Your task: Quote the notebook excerpt on preparing the training data word for word, between "# Save dataset" and "also very effective.", inclusive.

Page excerpt:
After retreiving the BioC JSON format for all literature, now we will extract the text from each JSON file and format it into a dataframe for model training. Recall that in addition to a set of positive examples, we also need a set of negative examples for the data which can be prepared in similar fashion as the instructions above. Note that the amount of positive and negative examples should be exactly equal so that the training data doesn't skew the model towards classifying in one  direction.

In [None]:
pos = publication_bioc.copy()
pos = pos.update(rxiv_bioc)
pos = pos.update(grey_bioc) # merge dictionaries to get positive examples

neg = negative_examples # separately prepare negative examples with exact same number of papers as positive example

pos_text = litcovid_text_extract(pos) # Extract text from BioC JSON of positive examples
neg_text = pokay_extract(neg) # Extract text from BioC JSON of negative examples

# Create dataframe
df = pd.DataFrame(neg_text, columns=["text"])
df["label"] = 0

df_2 = pd.DataFrame(pos_text, columns=["text"])
df_2["label"] = 1

df = pd.concat([df, df_2])

# Save dataset
df.to_csv("../data/train/processed/bert_dataset.csv")

The dataset provided is used for the initial round of training. To re-train the model, a new dataset is required. In this second dataset, each of the 512 text chunks must be manually labeled, making this process very time-consuming, and therefore, it is only done for a small subset of text chunks - text chunks that our initial model cannot predict with high confidence. While it might seem redundant to label and train on these text chunks now, instead of doing it in the first round, labeling all the text chunks for a large number of papers would have been too time-intensive and retraining the model along it's decision boundary is also very effective.

In [None]:
# Create retraining dataset
retrain_data  # Load retrain data (preprocess in the same way as the positive examples) 
retrain_data_text = litcovid_text_extract(retrain_data) # Extract text from JSON

# Create dataframe
df = pd.DataFrame(retrain_data_text, columns=["text"])

# Save chunks dataset -> this dataset will need to be manually annotated
df.to_csv('../data/train/processed/chunks_dataset.csv')

## Training model

Once the training data is prepared, we will train our BERT model in two stages, using the datasets specifically created for each round. This can be done very easily by swapping the training data (`bert_dataset.csv` & `chunks_dataset.csv`) specified in `/notebook/train.ipynb` with the datasets above and modifying the input/output paths. The rest of the training process is covered thoroughly in the notebook.

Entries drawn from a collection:
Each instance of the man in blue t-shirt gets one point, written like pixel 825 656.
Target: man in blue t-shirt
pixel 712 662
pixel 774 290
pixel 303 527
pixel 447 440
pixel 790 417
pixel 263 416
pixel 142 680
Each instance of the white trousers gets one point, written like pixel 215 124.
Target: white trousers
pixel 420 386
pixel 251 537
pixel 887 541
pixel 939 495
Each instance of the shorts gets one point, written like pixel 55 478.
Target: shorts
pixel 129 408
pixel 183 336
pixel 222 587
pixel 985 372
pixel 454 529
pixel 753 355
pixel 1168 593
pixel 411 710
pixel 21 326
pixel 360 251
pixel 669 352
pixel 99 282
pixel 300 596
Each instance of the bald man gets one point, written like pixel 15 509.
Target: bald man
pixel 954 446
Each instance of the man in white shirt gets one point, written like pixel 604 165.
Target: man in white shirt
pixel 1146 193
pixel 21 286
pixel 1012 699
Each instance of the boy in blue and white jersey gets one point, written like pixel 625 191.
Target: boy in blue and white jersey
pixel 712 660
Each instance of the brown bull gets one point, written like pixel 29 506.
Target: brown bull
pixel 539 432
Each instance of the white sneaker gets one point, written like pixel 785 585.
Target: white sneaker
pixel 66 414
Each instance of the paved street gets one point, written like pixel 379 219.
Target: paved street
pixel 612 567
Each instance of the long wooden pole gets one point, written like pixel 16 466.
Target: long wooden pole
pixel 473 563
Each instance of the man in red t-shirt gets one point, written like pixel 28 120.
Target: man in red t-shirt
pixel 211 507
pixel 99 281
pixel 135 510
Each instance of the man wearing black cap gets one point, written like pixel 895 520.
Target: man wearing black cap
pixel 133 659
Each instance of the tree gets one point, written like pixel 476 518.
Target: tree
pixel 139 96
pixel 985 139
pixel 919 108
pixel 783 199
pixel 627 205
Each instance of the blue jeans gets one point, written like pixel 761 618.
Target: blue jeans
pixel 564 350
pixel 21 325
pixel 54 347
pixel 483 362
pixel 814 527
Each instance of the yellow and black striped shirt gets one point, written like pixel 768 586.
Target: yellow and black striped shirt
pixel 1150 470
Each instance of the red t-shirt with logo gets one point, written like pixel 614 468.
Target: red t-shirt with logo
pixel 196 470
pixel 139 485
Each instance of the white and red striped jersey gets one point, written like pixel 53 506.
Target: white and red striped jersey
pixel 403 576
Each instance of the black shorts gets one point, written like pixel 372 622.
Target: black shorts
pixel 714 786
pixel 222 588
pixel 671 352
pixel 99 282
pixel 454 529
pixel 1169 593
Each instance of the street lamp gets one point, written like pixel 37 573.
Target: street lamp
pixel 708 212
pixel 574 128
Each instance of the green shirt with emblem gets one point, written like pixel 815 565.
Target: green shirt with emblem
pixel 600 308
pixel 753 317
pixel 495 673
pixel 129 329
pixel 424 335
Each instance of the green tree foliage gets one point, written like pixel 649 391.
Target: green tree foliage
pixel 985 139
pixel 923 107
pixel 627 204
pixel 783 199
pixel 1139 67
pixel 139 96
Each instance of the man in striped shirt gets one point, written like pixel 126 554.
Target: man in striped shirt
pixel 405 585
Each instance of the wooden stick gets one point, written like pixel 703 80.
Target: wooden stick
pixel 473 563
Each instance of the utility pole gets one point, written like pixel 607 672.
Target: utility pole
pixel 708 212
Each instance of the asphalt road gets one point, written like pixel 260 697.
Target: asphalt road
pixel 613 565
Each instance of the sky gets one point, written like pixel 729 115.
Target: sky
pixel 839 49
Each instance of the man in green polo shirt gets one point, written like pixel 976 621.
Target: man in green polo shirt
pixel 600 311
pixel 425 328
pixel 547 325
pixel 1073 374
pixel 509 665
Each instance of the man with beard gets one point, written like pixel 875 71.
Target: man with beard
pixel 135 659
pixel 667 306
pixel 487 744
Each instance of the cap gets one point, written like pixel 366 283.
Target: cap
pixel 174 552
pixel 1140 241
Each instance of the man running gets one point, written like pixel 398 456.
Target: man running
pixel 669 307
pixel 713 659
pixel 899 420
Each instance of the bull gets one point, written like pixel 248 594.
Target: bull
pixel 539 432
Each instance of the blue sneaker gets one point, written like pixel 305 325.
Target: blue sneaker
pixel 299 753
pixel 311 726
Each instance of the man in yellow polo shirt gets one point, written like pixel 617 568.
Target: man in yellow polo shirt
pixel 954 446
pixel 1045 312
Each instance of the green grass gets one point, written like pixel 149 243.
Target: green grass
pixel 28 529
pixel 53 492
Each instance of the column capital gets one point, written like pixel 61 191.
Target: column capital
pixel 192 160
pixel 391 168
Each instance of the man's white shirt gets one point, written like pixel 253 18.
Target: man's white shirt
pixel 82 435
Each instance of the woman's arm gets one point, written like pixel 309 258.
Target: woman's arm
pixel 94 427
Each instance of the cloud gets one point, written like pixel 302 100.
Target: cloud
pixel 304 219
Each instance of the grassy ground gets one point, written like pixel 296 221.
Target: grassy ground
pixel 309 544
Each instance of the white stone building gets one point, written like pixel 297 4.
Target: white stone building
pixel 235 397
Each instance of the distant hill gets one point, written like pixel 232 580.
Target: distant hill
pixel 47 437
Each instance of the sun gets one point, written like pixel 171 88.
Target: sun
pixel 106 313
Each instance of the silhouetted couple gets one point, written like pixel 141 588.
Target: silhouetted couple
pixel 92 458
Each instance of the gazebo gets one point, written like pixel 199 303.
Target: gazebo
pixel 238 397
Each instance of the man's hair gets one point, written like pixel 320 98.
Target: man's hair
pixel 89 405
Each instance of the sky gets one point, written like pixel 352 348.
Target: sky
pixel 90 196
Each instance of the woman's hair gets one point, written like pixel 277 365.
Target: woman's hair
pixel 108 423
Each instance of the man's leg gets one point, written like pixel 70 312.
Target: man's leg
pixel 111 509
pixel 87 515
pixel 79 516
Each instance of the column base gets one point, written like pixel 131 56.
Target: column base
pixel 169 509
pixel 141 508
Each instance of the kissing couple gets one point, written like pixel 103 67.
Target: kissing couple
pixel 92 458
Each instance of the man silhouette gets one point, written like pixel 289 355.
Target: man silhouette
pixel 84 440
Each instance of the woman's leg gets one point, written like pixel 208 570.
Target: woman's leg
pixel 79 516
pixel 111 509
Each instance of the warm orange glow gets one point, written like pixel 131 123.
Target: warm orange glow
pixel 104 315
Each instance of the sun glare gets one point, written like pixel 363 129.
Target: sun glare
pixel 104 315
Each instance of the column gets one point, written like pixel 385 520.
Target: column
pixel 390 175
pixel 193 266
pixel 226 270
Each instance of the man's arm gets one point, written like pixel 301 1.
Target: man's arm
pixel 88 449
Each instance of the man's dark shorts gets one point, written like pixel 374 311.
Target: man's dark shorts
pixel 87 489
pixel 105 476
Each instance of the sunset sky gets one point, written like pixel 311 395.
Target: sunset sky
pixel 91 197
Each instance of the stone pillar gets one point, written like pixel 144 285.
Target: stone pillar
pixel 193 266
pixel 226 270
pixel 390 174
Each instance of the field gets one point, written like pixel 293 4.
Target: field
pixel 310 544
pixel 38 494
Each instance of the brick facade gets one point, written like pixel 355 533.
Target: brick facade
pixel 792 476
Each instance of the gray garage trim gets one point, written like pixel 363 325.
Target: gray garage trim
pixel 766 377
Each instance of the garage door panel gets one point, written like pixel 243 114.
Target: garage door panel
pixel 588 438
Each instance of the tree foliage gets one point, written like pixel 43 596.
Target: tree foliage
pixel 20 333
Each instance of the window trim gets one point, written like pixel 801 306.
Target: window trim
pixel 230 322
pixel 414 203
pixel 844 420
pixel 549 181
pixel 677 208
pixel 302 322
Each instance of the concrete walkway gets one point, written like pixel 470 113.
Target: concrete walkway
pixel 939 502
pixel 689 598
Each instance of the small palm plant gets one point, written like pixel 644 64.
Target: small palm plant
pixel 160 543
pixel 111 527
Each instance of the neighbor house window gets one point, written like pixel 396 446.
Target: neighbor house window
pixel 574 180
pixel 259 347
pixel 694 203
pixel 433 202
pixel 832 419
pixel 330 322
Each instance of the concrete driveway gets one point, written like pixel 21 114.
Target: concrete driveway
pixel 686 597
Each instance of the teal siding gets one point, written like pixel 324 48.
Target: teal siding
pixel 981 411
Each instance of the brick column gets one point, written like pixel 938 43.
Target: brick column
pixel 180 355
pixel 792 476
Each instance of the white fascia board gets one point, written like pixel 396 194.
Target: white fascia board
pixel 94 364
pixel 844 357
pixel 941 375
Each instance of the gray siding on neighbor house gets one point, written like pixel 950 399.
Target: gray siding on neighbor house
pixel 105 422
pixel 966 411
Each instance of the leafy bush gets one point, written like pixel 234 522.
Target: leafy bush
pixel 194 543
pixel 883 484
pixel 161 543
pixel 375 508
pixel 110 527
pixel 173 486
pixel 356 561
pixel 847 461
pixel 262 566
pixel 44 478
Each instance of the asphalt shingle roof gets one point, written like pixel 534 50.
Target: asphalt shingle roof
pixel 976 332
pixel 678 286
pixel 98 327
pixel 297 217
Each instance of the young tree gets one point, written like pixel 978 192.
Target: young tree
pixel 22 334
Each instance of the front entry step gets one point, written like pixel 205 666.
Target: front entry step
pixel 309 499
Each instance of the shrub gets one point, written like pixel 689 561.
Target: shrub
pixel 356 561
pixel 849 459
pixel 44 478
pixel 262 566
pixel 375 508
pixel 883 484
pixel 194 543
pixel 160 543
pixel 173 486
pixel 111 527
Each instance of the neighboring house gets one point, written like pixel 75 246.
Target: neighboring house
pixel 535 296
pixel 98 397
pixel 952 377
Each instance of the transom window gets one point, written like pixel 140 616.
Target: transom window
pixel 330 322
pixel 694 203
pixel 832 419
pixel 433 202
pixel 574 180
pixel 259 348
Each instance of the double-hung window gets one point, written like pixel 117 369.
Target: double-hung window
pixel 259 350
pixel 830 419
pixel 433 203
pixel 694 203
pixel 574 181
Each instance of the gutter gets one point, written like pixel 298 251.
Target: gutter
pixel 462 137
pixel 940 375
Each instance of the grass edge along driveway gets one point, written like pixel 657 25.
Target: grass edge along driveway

Problem solution:
# Save dataset
df.to_csv("../data/train/processed/bert_dataset.csv")

The dataset provided is used for the initial round of training. To re-train the model, a new dataset is required. In this second dataset, each of the 512 text chunks must be manually labeled, making this process very time-consuming, and therefore, it is only done for a small subset of text chunks - text chunks that our initial model cannot predict with high confidence. While it might seem redundant to label and train on these text chunks now, instead of doing it in the first round, labeling all the text chunks for a large number of papers would have been too time-intensive and retraining the model along it's decision boundary is also very effective.